Rescale the records from the line that contains "Lane-count request: drop a dot on each instance of the metal" through the end of the records, writing out only those lines again with their requests included. Multiply every coordinate in the answers by 1.55 and round it to a whole number, with halves rounded up.

# Raw records
---+---

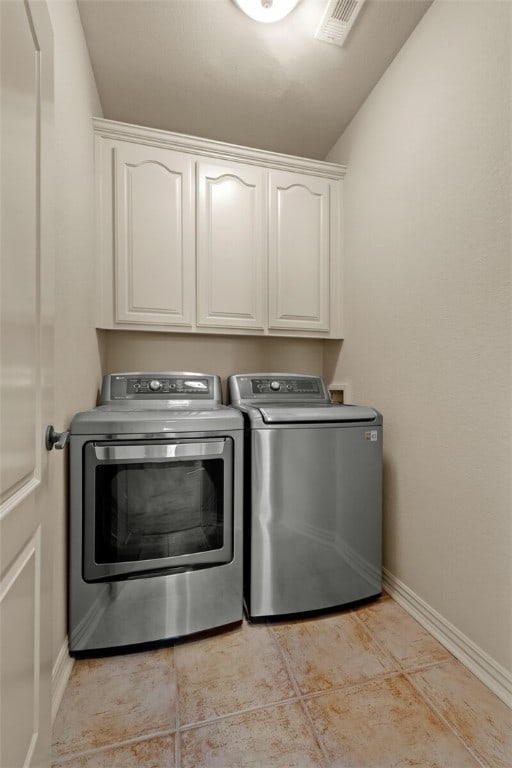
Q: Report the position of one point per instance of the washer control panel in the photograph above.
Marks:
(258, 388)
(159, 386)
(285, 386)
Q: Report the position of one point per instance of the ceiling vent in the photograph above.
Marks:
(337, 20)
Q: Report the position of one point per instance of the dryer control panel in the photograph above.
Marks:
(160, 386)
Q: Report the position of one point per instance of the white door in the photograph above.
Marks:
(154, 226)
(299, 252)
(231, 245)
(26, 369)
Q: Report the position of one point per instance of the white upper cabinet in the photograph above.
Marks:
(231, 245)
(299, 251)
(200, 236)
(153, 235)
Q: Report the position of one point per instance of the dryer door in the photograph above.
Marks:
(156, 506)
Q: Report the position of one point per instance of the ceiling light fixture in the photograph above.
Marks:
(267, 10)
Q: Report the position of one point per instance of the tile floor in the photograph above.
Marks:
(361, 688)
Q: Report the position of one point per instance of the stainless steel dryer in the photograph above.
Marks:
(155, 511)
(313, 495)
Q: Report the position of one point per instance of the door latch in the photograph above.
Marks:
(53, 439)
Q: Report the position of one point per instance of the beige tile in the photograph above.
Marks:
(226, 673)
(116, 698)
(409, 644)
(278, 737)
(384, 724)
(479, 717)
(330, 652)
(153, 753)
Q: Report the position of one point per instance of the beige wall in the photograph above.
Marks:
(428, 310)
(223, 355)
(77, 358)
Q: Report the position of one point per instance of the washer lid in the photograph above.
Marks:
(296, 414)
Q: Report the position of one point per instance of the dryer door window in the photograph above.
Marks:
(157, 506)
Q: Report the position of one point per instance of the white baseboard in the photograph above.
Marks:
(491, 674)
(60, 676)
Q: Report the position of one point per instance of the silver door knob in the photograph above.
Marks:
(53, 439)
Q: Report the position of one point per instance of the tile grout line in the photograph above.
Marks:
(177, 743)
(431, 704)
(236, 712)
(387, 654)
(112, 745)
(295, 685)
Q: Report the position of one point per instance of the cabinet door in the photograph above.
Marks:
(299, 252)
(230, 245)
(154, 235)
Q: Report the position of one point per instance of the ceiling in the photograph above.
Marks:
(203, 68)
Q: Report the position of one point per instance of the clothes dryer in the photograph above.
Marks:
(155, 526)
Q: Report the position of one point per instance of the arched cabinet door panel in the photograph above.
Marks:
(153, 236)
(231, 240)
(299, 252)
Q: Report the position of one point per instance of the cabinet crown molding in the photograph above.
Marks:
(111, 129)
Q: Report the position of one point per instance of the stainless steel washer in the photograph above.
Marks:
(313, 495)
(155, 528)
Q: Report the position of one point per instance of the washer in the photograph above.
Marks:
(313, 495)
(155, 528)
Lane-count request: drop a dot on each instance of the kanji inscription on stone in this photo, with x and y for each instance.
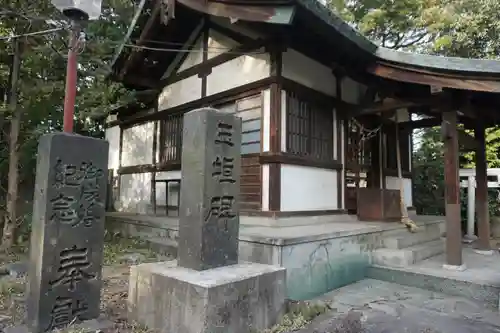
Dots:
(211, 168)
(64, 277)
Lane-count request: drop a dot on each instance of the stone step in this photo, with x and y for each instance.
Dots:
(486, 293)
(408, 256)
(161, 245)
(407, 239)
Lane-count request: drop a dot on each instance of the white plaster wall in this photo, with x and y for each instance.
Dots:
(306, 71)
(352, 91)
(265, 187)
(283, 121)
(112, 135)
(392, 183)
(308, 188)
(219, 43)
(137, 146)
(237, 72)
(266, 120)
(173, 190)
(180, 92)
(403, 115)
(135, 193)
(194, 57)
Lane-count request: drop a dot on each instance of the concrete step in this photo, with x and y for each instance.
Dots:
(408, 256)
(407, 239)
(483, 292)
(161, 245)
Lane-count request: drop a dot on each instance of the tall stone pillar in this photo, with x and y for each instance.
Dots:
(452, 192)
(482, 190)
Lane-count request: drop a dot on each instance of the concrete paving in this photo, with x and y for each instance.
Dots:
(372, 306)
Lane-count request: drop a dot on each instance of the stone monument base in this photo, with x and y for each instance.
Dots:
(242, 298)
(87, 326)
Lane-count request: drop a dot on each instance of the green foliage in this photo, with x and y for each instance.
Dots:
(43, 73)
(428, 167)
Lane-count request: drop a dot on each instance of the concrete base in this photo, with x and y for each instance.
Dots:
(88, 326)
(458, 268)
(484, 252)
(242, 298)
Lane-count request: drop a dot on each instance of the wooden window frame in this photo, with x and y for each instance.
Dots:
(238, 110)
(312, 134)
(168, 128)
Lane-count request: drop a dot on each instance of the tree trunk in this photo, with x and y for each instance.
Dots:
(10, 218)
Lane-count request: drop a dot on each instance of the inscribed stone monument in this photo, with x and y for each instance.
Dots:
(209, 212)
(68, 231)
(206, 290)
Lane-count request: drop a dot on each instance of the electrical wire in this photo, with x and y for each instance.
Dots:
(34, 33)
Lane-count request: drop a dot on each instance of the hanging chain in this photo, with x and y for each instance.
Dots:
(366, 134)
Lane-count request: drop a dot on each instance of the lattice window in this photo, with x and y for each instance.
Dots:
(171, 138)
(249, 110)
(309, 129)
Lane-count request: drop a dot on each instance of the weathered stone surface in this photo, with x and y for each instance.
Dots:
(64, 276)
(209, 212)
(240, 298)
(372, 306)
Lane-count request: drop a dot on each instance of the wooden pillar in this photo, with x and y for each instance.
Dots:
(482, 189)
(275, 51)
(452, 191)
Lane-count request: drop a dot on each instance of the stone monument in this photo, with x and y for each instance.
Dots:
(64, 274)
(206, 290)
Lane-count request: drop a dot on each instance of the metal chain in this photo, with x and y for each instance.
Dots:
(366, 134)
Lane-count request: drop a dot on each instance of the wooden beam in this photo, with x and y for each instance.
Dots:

---+---

# Solution to this exercise
Lane-count request: drop a dot on each instance of the metal chain in this photo, with x and y for each instance.
Dots:
(567, 208)
Lane-count request: drop a dot on each instance of the wooden beam in this photo, with x and y for each instance.
Dots:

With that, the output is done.